[Opening STORED DATA section]
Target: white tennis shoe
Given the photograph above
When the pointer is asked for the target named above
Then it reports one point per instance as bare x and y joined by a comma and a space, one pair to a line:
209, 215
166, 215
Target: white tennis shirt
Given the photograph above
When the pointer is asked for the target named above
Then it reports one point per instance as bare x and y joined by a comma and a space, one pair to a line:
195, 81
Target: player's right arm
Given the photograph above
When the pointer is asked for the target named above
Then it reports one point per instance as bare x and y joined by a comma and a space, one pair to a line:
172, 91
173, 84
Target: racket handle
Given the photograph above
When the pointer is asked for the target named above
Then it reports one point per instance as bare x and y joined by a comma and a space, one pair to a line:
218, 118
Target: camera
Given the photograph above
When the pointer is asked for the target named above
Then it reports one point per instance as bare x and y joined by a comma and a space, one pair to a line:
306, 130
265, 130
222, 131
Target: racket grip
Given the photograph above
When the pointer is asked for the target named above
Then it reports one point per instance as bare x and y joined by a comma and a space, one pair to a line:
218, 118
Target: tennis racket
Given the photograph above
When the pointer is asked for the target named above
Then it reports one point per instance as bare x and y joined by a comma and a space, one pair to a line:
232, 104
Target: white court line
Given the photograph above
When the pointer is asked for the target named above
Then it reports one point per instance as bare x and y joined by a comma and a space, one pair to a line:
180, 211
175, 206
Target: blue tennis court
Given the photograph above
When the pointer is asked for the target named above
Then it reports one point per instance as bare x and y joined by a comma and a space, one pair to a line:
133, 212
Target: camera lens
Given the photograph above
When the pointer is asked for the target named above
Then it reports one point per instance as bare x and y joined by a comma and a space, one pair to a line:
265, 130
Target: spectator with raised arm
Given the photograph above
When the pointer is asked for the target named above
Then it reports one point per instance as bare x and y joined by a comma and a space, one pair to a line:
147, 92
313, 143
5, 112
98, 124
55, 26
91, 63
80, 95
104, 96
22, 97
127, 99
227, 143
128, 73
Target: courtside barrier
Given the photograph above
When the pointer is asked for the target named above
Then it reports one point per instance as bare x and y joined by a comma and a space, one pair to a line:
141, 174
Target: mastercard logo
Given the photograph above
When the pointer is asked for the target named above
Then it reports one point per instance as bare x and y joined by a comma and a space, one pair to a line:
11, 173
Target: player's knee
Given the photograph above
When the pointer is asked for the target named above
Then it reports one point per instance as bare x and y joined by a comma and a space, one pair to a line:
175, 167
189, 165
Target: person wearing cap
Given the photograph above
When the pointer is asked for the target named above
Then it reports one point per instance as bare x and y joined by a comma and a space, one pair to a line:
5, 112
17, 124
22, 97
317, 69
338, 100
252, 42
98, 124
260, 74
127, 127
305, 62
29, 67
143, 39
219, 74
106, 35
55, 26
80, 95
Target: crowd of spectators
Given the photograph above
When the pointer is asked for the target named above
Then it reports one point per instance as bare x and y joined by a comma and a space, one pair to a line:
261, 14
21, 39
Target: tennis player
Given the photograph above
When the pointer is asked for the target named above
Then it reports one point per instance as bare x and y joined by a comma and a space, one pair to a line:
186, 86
[Closing STORED DATA section]
§ **TASK ITEM**: Search the entries for "player" and copy each matching line.

§ **EXERCISE RESPONSE**:
Target: player's right arm
Target: player's knee
Target: tennis player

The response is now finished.